**PROBLEM STATEMENT:** Repeat precisely, and only, the lines between the line containing "Reviewer note: confirm that every instance of the mossy" and the end of the listing below, both ends included.

**RECORDS FOR THIS TASK:**
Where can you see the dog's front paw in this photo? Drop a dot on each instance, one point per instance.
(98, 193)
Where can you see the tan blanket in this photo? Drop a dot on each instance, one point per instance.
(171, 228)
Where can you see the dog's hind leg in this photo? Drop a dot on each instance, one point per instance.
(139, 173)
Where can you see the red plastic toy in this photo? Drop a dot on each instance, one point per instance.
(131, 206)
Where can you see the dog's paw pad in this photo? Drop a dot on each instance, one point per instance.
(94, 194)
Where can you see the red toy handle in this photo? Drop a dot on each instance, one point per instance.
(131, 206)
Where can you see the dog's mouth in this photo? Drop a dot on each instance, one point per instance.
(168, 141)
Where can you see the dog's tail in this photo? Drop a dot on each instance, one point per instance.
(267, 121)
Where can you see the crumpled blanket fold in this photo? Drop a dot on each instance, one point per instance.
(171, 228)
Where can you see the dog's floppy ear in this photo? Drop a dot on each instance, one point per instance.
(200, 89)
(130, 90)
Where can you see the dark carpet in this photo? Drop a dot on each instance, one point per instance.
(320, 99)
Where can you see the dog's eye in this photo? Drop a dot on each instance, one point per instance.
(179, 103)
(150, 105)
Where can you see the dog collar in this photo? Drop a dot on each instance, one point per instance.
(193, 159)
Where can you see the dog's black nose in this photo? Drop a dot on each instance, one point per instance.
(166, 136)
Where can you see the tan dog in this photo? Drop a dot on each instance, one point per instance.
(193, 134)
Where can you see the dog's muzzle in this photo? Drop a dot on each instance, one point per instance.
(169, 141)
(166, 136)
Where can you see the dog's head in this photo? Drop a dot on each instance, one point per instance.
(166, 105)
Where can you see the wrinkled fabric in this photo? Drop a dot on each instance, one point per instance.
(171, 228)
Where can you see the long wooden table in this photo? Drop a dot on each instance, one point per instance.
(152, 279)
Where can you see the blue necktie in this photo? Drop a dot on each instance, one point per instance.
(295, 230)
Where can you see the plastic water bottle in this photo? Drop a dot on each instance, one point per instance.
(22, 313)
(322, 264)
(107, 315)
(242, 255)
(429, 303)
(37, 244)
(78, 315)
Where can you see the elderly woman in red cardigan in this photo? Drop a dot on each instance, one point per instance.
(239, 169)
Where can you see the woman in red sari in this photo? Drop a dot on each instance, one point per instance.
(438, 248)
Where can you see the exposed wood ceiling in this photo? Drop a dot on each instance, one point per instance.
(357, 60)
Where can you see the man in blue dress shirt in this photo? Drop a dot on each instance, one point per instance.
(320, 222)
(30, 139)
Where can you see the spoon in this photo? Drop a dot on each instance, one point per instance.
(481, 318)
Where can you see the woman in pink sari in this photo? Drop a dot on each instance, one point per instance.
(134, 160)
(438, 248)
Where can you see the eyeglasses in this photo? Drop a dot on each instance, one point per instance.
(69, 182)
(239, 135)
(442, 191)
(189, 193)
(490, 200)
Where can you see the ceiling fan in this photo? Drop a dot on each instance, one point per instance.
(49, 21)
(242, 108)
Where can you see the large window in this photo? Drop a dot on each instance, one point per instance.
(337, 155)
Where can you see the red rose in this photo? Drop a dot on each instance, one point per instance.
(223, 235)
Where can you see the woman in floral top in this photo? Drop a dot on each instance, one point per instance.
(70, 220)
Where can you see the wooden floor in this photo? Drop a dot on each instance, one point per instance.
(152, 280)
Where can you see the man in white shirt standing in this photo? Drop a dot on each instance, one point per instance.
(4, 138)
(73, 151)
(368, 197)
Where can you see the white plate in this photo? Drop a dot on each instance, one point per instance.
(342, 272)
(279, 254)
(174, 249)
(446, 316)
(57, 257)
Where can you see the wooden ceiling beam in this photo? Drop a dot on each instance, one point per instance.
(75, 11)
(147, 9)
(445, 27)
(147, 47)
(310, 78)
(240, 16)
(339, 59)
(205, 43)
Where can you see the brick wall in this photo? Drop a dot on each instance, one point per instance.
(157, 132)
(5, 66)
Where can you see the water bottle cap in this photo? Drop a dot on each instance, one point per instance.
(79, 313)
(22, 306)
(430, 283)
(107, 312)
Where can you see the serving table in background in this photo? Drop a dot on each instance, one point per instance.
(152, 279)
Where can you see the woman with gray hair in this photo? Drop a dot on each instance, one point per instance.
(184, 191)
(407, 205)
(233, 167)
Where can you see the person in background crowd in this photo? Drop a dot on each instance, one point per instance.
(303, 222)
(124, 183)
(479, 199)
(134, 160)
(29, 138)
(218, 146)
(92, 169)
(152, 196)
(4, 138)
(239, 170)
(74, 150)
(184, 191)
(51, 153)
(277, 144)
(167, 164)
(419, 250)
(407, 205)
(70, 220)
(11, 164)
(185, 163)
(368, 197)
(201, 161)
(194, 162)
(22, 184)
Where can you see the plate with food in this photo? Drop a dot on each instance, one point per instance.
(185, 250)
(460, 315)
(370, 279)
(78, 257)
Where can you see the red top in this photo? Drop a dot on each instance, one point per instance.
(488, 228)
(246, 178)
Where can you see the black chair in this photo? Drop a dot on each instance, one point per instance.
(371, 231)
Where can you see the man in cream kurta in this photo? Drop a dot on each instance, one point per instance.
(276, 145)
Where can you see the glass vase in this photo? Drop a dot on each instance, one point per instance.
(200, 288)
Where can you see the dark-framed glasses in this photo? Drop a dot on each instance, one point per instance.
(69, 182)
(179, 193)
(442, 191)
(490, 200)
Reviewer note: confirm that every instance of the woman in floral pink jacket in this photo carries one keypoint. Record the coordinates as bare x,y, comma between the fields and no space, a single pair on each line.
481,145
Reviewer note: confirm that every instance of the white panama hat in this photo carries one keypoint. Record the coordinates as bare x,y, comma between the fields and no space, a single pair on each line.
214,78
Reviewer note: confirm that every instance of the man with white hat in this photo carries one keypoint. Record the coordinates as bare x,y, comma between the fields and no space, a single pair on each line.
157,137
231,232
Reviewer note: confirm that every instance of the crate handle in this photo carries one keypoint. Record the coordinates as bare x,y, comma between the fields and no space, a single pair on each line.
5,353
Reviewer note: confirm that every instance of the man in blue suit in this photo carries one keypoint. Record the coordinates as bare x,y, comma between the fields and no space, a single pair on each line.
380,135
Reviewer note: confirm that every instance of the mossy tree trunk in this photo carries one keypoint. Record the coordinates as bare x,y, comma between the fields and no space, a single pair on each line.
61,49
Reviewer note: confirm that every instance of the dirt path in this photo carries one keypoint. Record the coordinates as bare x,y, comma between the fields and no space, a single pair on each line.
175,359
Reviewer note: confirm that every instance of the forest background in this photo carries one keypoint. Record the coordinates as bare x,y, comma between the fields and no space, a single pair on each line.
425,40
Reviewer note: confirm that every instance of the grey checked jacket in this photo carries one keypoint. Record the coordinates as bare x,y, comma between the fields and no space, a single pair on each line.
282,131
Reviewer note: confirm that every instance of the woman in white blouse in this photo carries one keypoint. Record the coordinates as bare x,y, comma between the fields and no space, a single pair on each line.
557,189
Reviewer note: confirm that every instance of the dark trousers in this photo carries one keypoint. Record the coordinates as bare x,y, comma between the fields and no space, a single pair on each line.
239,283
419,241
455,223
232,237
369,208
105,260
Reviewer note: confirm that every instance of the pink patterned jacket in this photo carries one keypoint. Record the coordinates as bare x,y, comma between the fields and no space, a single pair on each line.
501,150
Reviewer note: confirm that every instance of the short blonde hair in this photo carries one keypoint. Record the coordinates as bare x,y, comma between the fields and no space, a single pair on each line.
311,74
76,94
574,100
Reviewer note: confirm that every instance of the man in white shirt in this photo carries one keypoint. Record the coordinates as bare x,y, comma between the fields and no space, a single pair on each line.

**COMPLETE OUTPUT:**
Reviewer note: confirm that every instance of the mossy tree trunk in this photo carries one keypoint. Record the coordinates as bare x,y, comma between the fields and no space, a single pair on each line.
61,49
Reviewer note: confirm that every instance of the dirt path in this photo carries one keypoint. Record the coordinates as bare x,y, comma between the fields and no space, a single pair on each line.
175,359
Reviewer note: confirm that every instance of the forest background in this photo carries one keypoint. Record the coordinates as bare x,y, comma between the fields and no space, a single pair on each line.
425,40
Reviewer note: confirm that every instance of the grey checked jacket in this photo carries one keypoint. Record the coordinates as bare x,y, comma between the fields and no space, a single pair on each line.
282,131
Reviewer note: confirm that every instance of the woman in white blouse in this photo carries one keypoint. Record the coordinates as bare x,y, comma between the fields and no space, a single pair on each line.
557,189
Reviewer note: confirm that every instance of the dark trousers in this photo carries one keypoint. Record the coordinates as bare x,y, comma between the fields and no space, a single pair on each line.
239,283
419,241
455,223
232,237
369,208
105,260
Reviewer note: confirm that every instance of the pink patterned jacket in this photo carries one keypoint. Record the coordinates as bare x,y, comma between the fields and no space, a single pair on each line.
501,150
Reviewer note: confirm that every instance of the short blonde hair in this photo carries one keypoint. Record the coordinates as bare x,y, comma between the fields and no space, a single pair on each line.
311,74
76,94
574,100
Reviewer note: confirm that every instance of the man in white shirt in this photo carries one keypoint. Record the coordinates as bare x,y, comma between the fields and no space, a single pair on each line.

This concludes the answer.